## Zu erledigende Aufgaben:
a – Prüfe anhand des Abschnitts über Kinder in gleichgeschlechtlichen Familien, ob die Aussagen (i), (ii) und (iii) zutreffen. Beantworte jede mit Ja oder Nein und zitiere wörtlich die entscheidenden Worte des Abschnitts.
(i) Laut Margrit Stamm muss das männliche und das weibliche Element zwingend von der biologischen Mutter und dem biologischen Vater kommen.
(ii) Die italienische Querschnittstudie erhob nur einmal Daten.
(iii) Die Wissenschaftlerinnen fanden deutliche Unterschiede im psychischen Wohlergehen zwischen Kindern, die ihren Erzeuger kannten, und Kindern aus einer anonymen Samenspende.
b – Schreibe den Abschnitt über Kinder in gleichgeschlechtlichen Familien weiter. Setze nach seinem letzten Satz ein.

Tatsächlich bräuchten Kinder «das männliche und das weibliche Element», sagt Margrit Stamm. Aber: «Das heisst nicht zwingend die biologische Mutter und den biologischen Vater, oder überhaupt Mann und Frau.»
Das legen auch weitere Ergebnisse aus der «National Longitudinal Lesbian Family Study» nahe: Jugendliche, die angaben, sie hätten ein wichtiges männliches Rollenmodell, unterschieden sich in ihrem psychischen Wohlergehen sowie in stereotypen männlichen und weiblichen Persönlichkeitszügen nicht bedeutsam von Jugendlichen, die nach eigener Aussage kein solches Rollenmodell hatten. Ebenfalls fanden die Wissenschaftlerinnen keine signifikanten Unterschiede zwischen dem psychischen Wohlergehen der Kinder und Jugendlichen, die ihren Erzeuger kannten, und jenen, deren Mütter eine anonyme Samenspende verwendet hatten.
Die Querschnittstudie
Ergebnisse aus einer italienischen Querschnittstudie, die zwar nur einmal Daten erhob, dafür aber viele Elternpaare und insbesondere auch Männerpaare miteinbezog, fallen ähnlich aus:
Wie auch manche andere Studien kommt diese zum Schluss, dass es Kindern in homosexuellen Lebensgemeinschaften sogar etwas besser geht. Das könnte einerseits mit unterschiedlichen Familiendynamiken zusammenhängen: Forschende beobachten etwa, dass homosexuelle Paare gleichberechtigtere Beziehungen führen. Andererseits könnte es mit den Hürden zu tun haben, vor denen diese Paare stehen: Ihre Elternschaft wurde sehr bewusst geplant und ist mit einem ganz anderen Aufwand verbunden als diejenige vieler (natürlich nicht aller) heterosexueller Paare.

## Arbeitsmaterial:
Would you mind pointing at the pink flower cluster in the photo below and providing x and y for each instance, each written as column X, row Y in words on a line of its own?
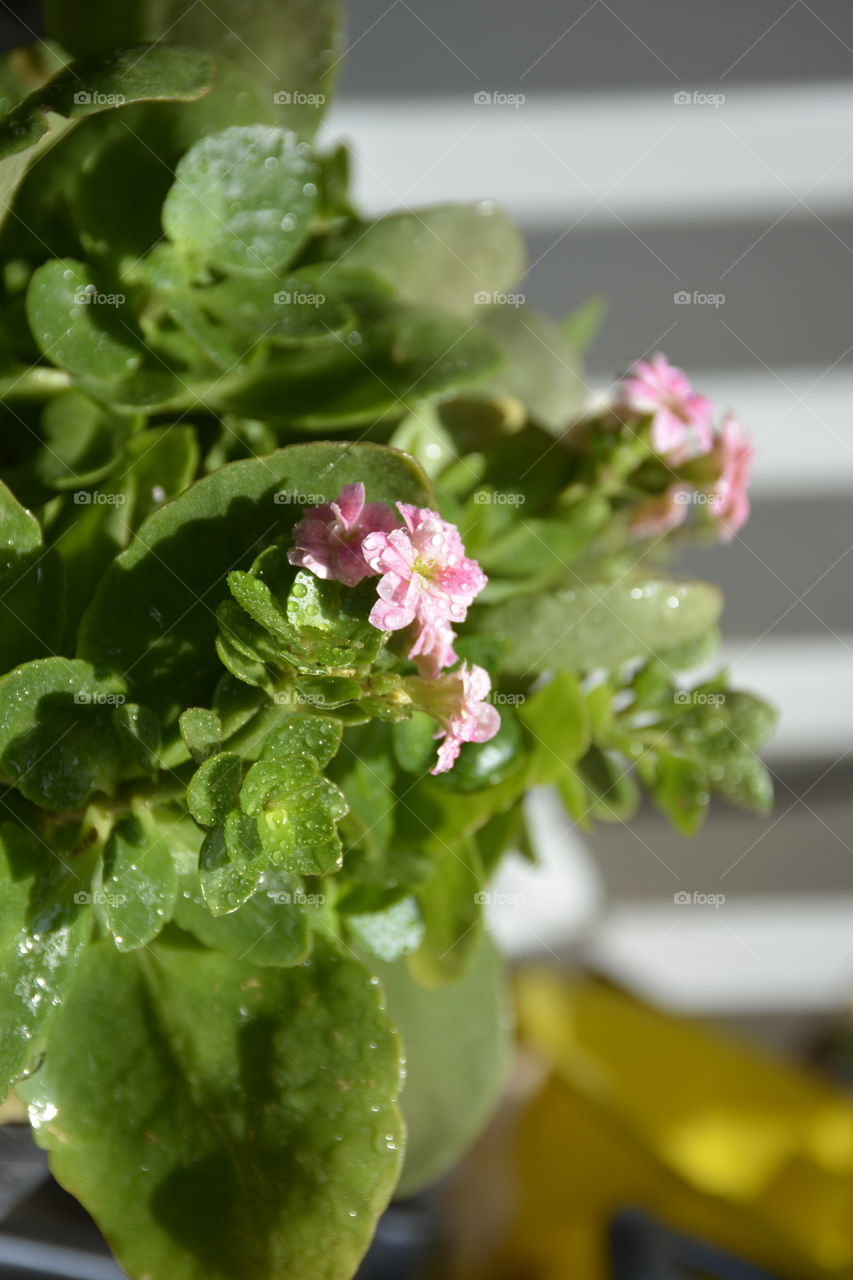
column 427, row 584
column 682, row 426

--

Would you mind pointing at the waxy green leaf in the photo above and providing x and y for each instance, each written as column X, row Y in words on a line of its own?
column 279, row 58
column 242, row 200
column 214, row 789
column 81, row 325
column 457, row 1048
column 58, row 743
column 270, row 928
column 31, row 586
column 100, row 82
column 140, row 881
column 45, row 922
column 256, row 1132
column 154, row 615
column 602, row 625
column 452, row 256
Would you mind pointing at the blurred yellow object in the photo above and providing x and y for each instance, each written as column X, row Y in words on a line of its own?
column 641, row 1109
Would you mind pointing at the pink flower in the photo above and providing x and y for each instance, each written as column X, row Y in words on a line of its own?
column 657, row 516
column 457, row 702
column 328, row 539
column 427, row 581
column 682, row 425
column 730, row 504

## Erwartete Antworten:
a –
(i) Nein: «Das heisst nicht zwingend die biologische Mutter und den biologischen Vater, oder überhaupt Mann und Frau.»
(ii) Ja: «die zwar nur einmal Daten erhob»
(iii) Nein: «Ebenfalls fanden die Wissenschaftlerinnen keine signifikanten Unterschiede zwischen dem psychischen Wohlergehen der Kinder und Jugendlichen, die ihren Erzeuger kannten, und jenen, deren Mütter eine anonyme Samenspende verwendet hatten.»

b –
Der Forschungsüberblick
Nun sind das einfach zwei Beispiele: für eine besonders langfristige Studie und für eine, die besonders viele verschiedene Familien untersucht hat. Die Forschung zu Kindern, die in gleichgeschlechtlichen Partnerschaften aufwachsen, ist selbstverständlich viel breiter aufgestellt.
Wie gut ist diese Forschung? Die Erziehungswissenschaftlerin Margrit Stamm hat in diesem Bereich zwar nicht selber wissenschaftlich gearbeitet, sich aber intensiv mit der Literatur auseinandergesetzt. «Hinter manche Studien würde ich ein Fragezeichen setzen – wegen der geringen Probandenzahl oder weil die Vergleichsgruppen nicht immer adäquat sind.» Aber grundsätzlich gebe es extrem viele Untersuchungen aus vielen verschiedenen Ländern.
Schaue man sich die gesamte Forschungslandschaft an, sagt Stamm, so schäle sich der Konsens relativ deutlich heraus: «Kinder, die in gleichgeschlechtlichen Lebensgemeinschaften aufwachsen, entwickeln sich sehr ähnlich wie Kinder von heterosexuellen Eltern.» Viel wichtiger als die sexuelle Orientierung der Eltern sei die Beziehungsqualität zwischen Kind und Eltern sowie die Familiendynamik.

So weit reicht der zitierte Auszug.